PROVIDED INFORMATION
## Start
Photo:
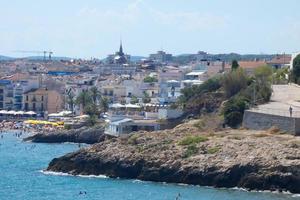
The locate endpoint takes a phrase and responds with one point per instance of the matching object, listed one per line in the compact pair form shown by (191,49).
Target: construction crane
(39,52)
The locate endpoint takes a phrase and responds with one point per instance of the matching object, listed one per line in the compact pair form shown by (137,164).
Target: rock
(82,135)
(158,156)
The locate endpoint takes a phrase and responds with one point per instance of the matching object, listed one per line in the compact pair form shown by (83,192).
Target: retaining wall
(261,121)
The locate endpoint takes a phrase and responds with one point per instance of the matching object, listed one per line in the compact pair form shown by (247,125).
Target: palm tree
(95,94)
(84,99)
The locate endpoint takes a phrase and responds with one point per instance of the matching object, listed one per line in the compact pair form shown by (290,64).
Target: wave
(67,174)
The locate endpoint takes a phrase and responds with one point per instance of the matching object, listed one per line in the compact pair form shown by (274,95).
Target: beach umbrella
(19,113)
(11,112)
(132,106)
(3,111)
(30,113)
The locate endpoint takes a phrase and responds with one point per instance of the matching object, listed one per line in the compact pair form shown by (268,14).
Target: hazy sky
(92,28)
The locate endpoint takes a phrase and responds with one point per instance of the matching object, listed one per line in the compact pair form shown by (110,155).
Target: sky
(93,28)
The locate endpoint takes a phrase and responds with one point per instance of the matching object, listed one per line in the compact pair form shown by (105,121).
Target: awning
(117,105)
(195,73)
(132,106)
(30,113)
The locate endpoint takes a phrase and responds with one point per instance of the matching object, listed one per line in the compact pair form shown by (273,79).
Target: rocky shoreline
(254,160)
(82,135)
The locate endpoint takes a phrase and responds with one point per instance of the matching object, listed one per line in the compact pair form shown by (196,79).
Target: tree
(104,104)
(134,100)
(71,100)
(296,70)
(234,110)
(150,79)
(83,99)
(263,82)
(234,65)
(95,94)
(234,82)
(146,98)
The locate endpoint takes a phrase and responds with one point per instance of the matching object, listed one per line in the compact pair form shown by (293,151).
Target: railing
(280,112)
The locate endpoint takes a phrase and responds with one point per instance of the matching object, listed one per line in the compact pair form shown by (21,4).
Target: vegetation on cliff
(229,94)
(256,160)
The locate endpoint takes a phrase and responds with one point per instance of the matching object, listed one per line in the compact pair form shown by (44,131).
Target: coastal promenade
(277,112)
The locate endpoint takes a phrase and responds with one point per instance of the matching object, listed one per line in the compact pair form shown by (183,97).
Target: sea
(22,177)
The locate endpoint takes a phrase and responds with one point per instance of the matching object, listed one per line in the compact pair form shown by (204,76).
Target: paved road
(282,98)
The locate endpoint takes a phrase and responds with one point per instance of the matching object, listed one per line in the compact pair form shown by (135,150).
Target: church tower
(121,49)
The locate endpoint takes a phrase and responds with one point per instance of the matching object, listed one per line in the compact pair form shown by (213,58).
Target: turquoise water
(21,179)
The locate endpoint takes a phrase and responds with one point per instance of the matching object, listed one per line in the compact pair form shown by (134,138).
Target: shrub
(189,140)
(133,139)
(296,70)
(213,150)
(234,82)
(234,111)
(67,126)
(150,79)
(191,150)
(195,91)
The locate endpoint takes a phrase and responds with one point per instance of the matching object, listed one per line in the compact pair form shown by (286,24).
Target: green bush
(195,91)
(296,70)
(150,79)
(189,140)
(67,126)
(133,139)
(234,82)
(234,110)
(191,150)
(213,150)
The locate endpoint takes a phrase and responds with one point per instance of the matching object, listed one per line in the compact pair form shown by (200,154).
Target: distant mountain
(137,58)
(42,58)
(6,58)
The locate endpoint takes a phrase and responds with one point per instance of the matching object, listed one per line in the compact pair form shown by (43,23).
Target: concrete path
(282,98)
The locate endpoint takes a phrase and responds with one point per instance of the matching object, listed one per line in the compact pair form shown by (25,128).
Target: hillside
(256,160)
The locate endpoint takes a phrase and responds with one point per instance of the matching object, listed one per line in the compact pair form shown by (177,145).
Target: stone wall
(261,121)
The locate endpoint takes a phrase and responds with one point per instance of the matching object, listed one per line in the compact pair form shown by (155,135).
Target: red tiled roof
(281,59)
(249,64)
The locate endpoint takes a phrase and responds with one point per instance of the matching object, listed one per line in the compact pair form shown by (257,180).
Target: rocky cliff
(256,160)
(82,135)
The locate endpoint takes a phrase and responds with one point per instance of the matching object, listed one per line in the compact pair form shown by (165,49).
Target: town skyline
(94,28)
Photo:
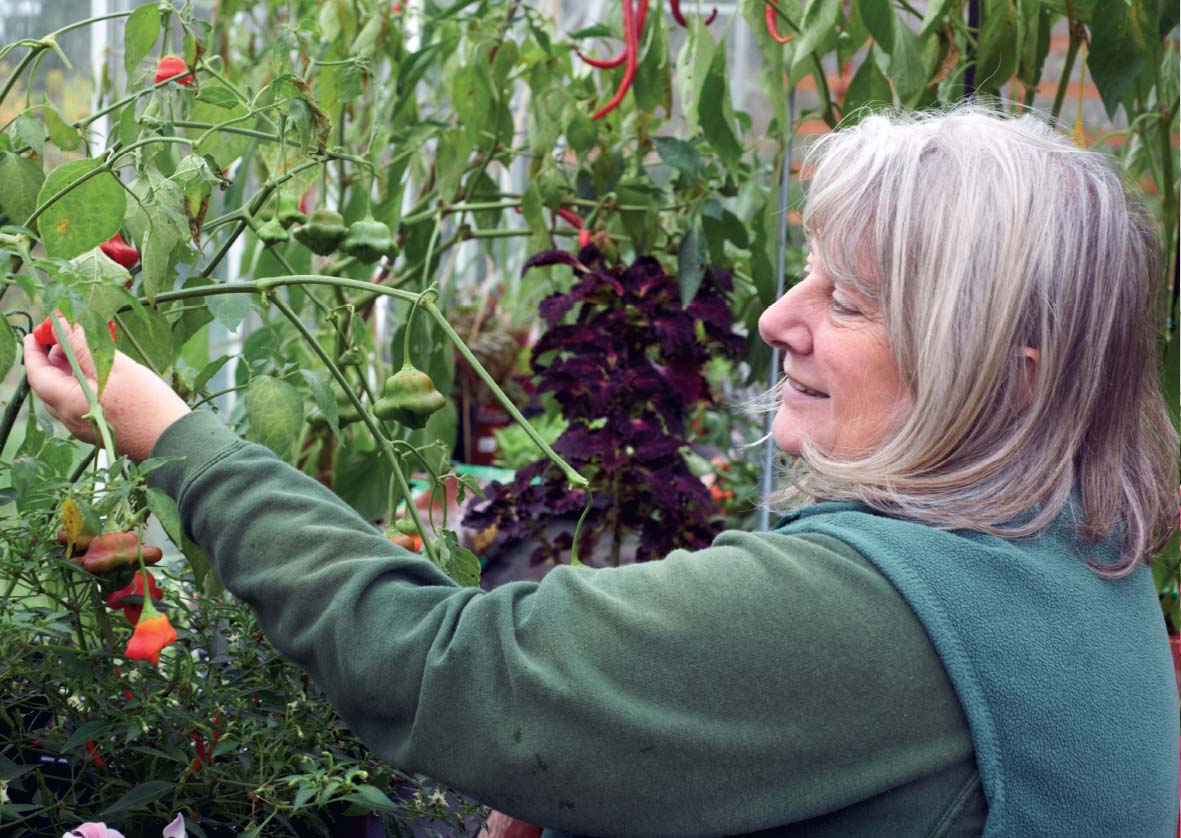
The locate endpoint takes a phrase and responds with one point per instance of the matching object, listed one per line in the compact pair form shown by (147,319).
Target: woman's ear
## End
TASK BRIEF
Reproduce verbatim the part of the items that opens with the line containing "shown by (43,23)." and continues through the end of the items, leaving the pictures out of your answer.

THE RESULT
The locate endpoint takes a phrase and responds with one point per instance of the matching object, listed one per line in the compact pair form shown by (43,23).
Target: concrete path
(282,98)
The locate endpoint takes a phrase and responds with one point per instance of the matching object, listed one per line in the compact pair form shown by (25,128).
Target: hillside
(256,160)
The locate endpoint takes a phrase and responds with one point per instance of the matching object, listed one per line in the compact pair form shown by (177,145).
Target: stone wall
(261,121)
The locate endpoint takes a phrase and responds with one point per instance of the matching object, listed one per line in the compact pair form shown by (155,135).
Target: red tiled roof
(281,59)
(249,64)
The locate endpoint takes a phrase and responds with one point per instance of the matching object, listed one per line in the compact pair form shown by (257,180).
Target: rocky cliff
(256,160)
(82,135)
The locate endpoint takes a phrase and responds with one point per instance of the matching object, listed one per line in the compact pair form shown by (165,49).
Target: town skyline
(94,28)
Photo:
The locate endpoint takes a phrase and responds with one point per instance of the matching object, listed one per line in the compact pair form shown by (147,319).
Target: woman's ear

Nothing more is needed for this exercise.